What you need to do: Without the pictures, give the entries below again exactly as written.

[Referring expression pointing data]
[Start of section]

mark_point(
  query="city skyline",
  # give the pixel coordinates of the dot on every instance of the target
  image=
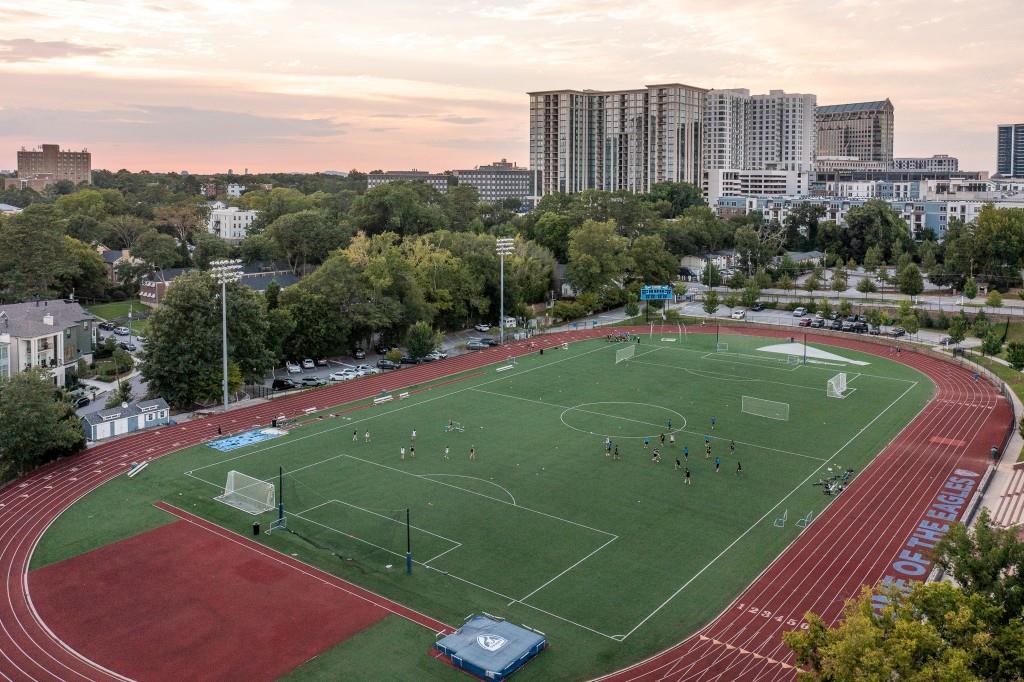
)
(401, 86)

[End of section]

Task output:
mark_point(
  query="city skyline",
  # give the pixel coordinates of the dot on every instance of the target
  image=
)
(401, 86)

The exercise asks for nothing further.